_Supplied information_.
::::::::::

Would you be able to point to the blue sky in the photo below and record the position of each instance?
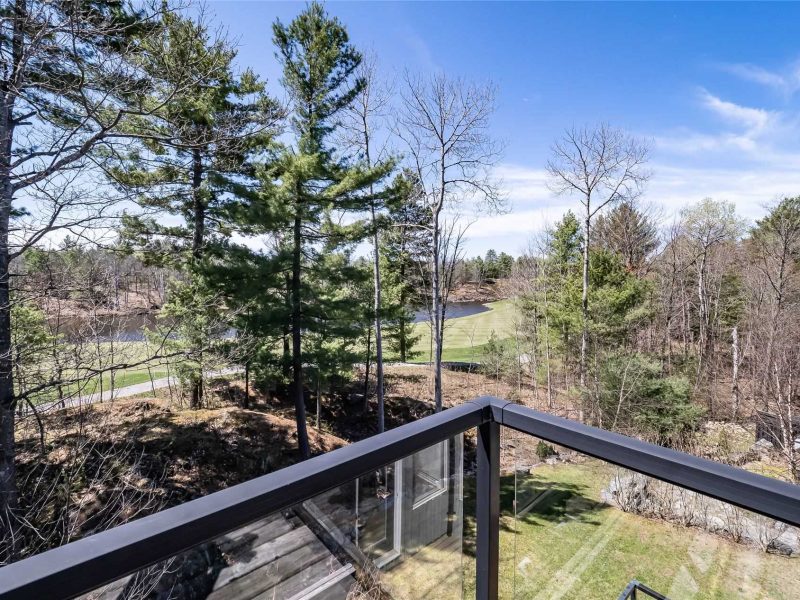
(714, 87)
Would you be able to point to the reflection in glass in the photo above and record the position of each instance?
(396, 531)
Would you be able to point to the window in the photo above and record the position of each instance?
(429, 474)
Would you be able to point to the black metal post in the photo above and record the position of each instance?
(487, 491)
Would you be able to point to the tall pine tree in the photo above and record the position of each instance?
(319, 73)
(195, 162)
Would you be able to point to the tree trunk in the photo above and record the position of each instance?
(297, 358)
(584, 304)
(198, 235)
(247, 385)
(437, 313)
(8, 480)
(735, 374)
(378, 334)
(402, 342)
(366, 369)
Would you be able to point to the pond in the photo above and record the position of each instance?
(454, 310)
(125, 328)
(132, 328)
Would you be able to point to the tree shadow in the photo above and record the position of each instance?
(540, 501)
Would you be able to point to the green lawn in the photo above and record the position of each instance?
(466, 337)
(113, 353)
(571, 545)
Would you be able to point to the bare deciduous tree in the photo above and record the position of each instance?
(444, 123)
(600, 166)
(360, 128)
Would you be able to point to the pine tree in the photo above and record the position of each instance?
(404, 247)
(319, 73)
(195, 162)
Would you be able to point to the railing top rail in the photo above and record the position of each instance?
(89, 563)
(764, 495)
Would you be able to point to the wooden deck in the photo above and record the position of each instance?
(277, 558)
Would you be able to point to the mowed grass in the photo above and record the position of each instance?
(572, 545)
(465, 337)
(107, 354)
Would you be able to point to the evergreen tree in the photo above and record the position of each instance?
(490, 266)
(629, 232)
(319, 73)
(405, 245)
(505, 264)
(195, 162)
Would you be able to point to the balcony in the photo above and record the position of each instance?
(416, 513)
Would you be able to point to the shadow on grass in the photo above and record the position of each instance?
(542, 502)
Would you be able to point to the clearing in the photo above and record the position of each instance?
(465, 337)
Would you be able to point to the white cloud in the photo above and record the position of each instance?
(786, 82)
(754, 120)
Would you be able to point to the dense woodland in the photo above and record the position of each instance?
(143, 170)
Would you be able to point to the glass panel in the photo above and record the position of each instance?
(392, 533)
(577, 527)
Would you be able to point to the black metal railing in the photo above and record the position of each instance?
(89, 563)
(631, 592)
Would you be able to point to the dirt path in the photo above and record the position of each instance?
(125, 392)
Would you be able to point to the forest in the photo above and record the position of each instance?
(294, 248)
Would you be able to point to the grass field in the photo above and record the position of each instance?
(108, 354)
(466, 337)
(572, 545)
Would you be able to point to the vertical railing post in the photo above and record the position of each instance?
(487, 491)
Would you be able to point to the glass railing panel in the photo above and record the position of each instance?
(577, 527)
(392, 533)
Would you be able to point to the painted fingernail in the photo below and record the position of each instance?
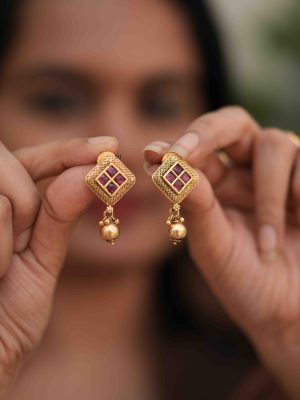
(267, 239)
(186, 144)
(102, 140)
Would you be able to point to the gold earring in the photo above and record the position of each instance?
(110, 180)
(175, 178)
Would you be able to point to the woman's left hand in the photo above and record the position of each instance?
(243, 226)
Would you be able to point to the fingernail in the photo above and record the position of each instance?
(186, 144)
(157, 147)
(101, 140)
(267, 239)
(22, 240)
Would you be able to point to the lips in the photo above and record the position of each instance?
(124, 209)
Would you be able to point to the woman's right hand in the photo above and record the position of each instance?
(34, 237)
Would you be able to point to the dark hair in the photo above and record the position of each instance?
(202, 25)
(208, 41)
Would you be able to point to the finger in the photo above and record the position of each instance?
(17, 186)
(64, 201)
(50, 159)
(210, 234)
(273, 161)
(155, 151)
(295, 186)
(6, 235)
(213, 166)
(230, 128)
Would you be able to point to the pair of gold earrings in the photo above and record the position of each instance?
(110, 180)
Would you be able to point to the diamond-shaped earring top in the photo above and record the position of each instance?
(110, 180)
(175, 178)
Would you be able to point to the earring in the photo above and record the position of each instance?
(110, 180)
(175, 178)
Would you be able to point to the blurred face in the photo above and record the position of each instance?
(124, 68)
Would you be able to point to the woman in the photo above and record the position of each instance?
(135, 72)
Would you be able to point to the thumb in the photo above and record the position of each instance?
(210, 235)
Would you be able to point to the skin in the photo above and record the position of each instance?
(59, 83)
(227, 209)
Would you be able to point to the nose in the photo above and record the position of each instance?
(117, 118)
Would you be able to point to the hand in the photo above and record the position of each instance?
(34, 237)
(244, 229)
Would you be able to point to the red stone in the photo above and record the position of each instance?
(178, 185)
(185, 177)
(170, 177)
(119, 179)
(178, 169)
(111, 171)
(111, 187)
(103, 179)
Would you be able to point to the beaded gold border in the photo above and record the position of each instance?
(163, 186)
(104, 160)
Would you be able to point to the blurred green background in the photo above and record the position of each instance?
(262, 41)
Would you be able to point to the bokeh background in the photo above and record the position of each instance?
(262, 41)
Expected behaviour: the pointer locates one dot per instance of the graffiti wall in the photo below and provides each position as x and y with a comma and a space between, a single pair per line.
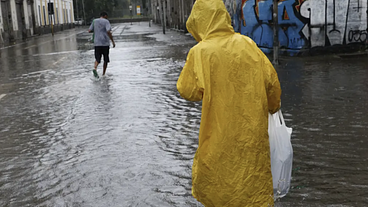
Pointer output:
303, 24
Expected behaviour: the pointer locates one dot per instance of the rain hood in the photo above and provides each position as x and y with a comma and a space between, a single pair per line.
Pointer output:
238, 86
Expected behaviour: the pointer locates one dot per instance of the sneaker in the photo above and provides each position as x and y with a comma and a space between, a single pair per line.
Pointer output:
95, 74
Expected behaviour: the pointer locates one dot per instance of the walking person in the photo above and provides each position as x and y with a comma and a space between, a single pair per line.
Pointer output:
102, 35
238, 87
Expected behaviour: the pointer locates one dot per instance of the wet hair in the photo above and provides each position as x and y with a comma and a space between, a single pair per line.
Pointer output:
102, 14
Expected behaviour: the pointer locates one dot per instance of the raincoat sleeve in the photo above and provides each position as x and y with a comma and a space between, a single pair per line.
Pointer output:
190, 83
273, 88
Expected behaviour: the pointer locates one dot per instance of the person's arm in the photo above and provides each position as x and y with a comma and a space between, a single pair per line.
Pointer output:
190, 83
109, 33
111, 38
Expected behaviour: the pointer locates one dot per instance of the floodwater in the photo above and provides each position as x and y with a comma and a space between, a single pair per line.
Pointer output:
129, 139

::::::::::

_Exercise objective_.
Give the entries above again word for word, without the pictures.

_Answer box_.
Would you be able to point to the blue sky in the photo below and record the position of each instance?
(714, 87)
Would you be able to point to the reflection in glass in the photo above and record the position of each instance?
(396, 531)
Would you be able to point to the window in the photo above and record the position of each instance?
(429, 474)
Would you be able to point to the black metal post in the photo above and record the position of each instance?
(487, 491)
Would you be able to point to the tall pine tree in the photo above and record the position of each instance?
(319, 73)
(195, 162)
Would you be able to point to the tree trunk in the photo above and record the position of each instance?
(297, 358)
(584, 304)
(198, 235)
(247, 385)
(437, 313)
(8, 480)
(735, 374)
(378, 334)
(402, 342)
(366, 369)
Would you be able to point to the pond in the photo above and record the position of each instance?
(454, 310)
(125, 328)
(132, 328)
Would you be able to point to the tree shadow in the photo above and record the position of each instance?
(540, 501)
Would you be able to point to the green lawn in the photo above and record the position of each instance?
(466, 337)
(113, 353)
(571, 545)
Would you be able to point to the bare deciduous tree in the photo above and record the position of each instance?
(444, 123)
(600, 166)
(360, 128)
Would you be able to point to the pine tree in the photo above and record the position of each instance?
(404, 247)
(319, 73)
(195, 162)
Would you be able to point to the railing top rail in the photo above and record the position of each instance?
(89, 563)
(764, 495)
Would you be able to point to the wooden deck in the photo above and record the position of each instance?
(277, 558)
Would you be able to point to the mowed grass in the photo above and record the position of each instance?
(572, 545)
(465, 337)
(107, 354)
Would you be able to point to the evergreen tree in the photo above and record the position of each instance?
(490, 266)
(629, 232)
(319, 73)
(405, 245)
(505, 264)
(195, 162)
Would you be able to point to the balcony in the photo above and record the position of each instance?
(416, 513)
Would you be able to point to the shadow on grass in the photo above and record the position of each instance?
(542, 502)
Would you be able to point to the clearing in the photo above and record the position of each instance?
(465, 337)
Would you be able to point to the white cloud in the photo above and record the position of each instance?
(786, 82)
(754, 120)
Would you be able to point to the dense woodland in the photo above and record the position of each instance?
(143, 170)
Would you be able to point to the glass panel in the photo above and record the position of each instance?
(392, 533)
(577, 527)
Would you be able to point to the black metal railing in the photo above and record the position of each instance?
(89, 563)
(631, 592)
Would you be able to point to the dirt path in the photo above and record the position of each instance?
(125, 392)
Would you be able to point to the forest in the photo above and record the position of each instance?
(294, 248)
Would you be able to point to the grass field in the photo above and record the position of each instance?
(108, 354)
(466, 337)
(572, 545)
Would you be able to point to the vertical railing post in the photo above and record the position of each instance?
(487, 491)
Would you be able to point to the glass railing panel in the photo above and record the position of each instance?
(577, 527)
(392, 533)
Would you be able to point to the painted fingernail in the photo below and record the position of each instance?
(267, 239)
(186, 144)
(102, 140)
Would you be able to point to the gold earring in the photo above and record the position of each instance?
(110, 180)
(175, 178)
Would you be able to point to the woman's left hand in the photo above and record the position of each instance?
(243, 226)
Would you be able to point to the fingernail in the photo above and record the position of each instance?
(186, 144)
(157, 147)
(101, 140)
(267, 239)
(22, 240)
Would you be able to point to the lips in the photo above and record the position of each instance?
(124, 209)
Would you be able to point to the woman's right hand in the photo above and record the position of each instance?
(34, 237)
Would you be able to point to the dark hair in the photo above and record the position of each instance?
(202, 25)
(208, 41)
Would you be able to point to the finger in the photo above and record the position of each instance?
(17, 186)
(64, 201)
(50, 159)
(210, 234)
(273, 161)
(155, 151)
(295, 186)
(6, 235)
(213, 166)
(230, 128)
Would you be able to point to the pair of gold earrings in the photo above and record the position of each instance?
(110, 180)
Would you be able to point to the diamond-shaped earring top in the photo above and record the position of each instance?
(110, 180)
(175, 178)
Would you be able to point to the earring in the photo above and record the position of each instance?
(110, 180)
(175, 178)
Would you be able to point to the blurred face in the photo above and record the position of each instance?
(124, 68)
Would you be able to point to the woman in the photo above and record the position of each instance?
(135, 72)
Would you be able to point to the thumb in the photo above and record the position of each instance?
(210, 235)
Would you be able to point to the skin in the photo above and record the position of each instance?
(59, 83)
(227, 209)
Would you be able to point to the nose in the photo above and record the position of each instance?
(117, 118)
Would you be able to point to the hand in the photo above and record the position of each instance?
(34, 237)
(244, 229)
Would you be able to point to the red stone in the photo above and record the position of each instance?
(178, 185)
(185, 177)
(170, 177)
(119, 179)
(178, 169)
(111, 171)
(111, 187)
(103, 179)
Would you be able to point to the beaded gold border in the photo above and record the position of each instance?
(163, 186)
(104, 160)
Would you be able to point to the blurred green background in the photo above and record the position of each instance?
(262, 41)
Would you be able to point to the bokeh background in the photo above and record the position of each instance?
(262, 41)
Expected behaviour: the pointer locates one dot per instance of the graffiti wall in the photo below and provides each position as x and y with a comma and a space between, a single pair per line.
Pointer output:
303, 24
Expected behaviour: the pointer locates one dot per instance of the rain hood in the photo above and provides each position as x and y with a comma and a space between, a single pair per line.
Pointer output:
238, 86
Expected behaviour: the pointer locates one dot per instance of the sneaker in the photo above and provides each position as x and y with a comma and a space between, a single pair per line.
Pointer output:
95, 74
Expected behaviour: the pointer locates one dot per instance of the walking person in the photo above and provides each position as x and y with a comma and a space between, a single pair per line.
Pointer output:
102, 35
238, 87
Expected behaviour: the pointer locates one dot per instance of the wet hair in the photo above and provides each position as x and y with a comma and a space between, a single pair per line.
Pointer output:
102, 14
Expected behaviour: the pointer locates one dot per instance of the raincoat sleeve in the photo above and provides each position as x and y with a comma and a space between, a single pair per line.
Pointer output:
190, 83
273, 88
Expected behaviour: the pointer locates one dot per instance of the person's arm in the photo above and provides each position as x and y with a comma and a space between, a single pair per line.
Pointer output:
190, 83
109, 33
111, 38
Expected behaviour: the pointer locates one dot per instance of the floodwater in the photo above and provides each position as x and y with a comma and a space between, a single pair per line.
Pointer output:
129, 139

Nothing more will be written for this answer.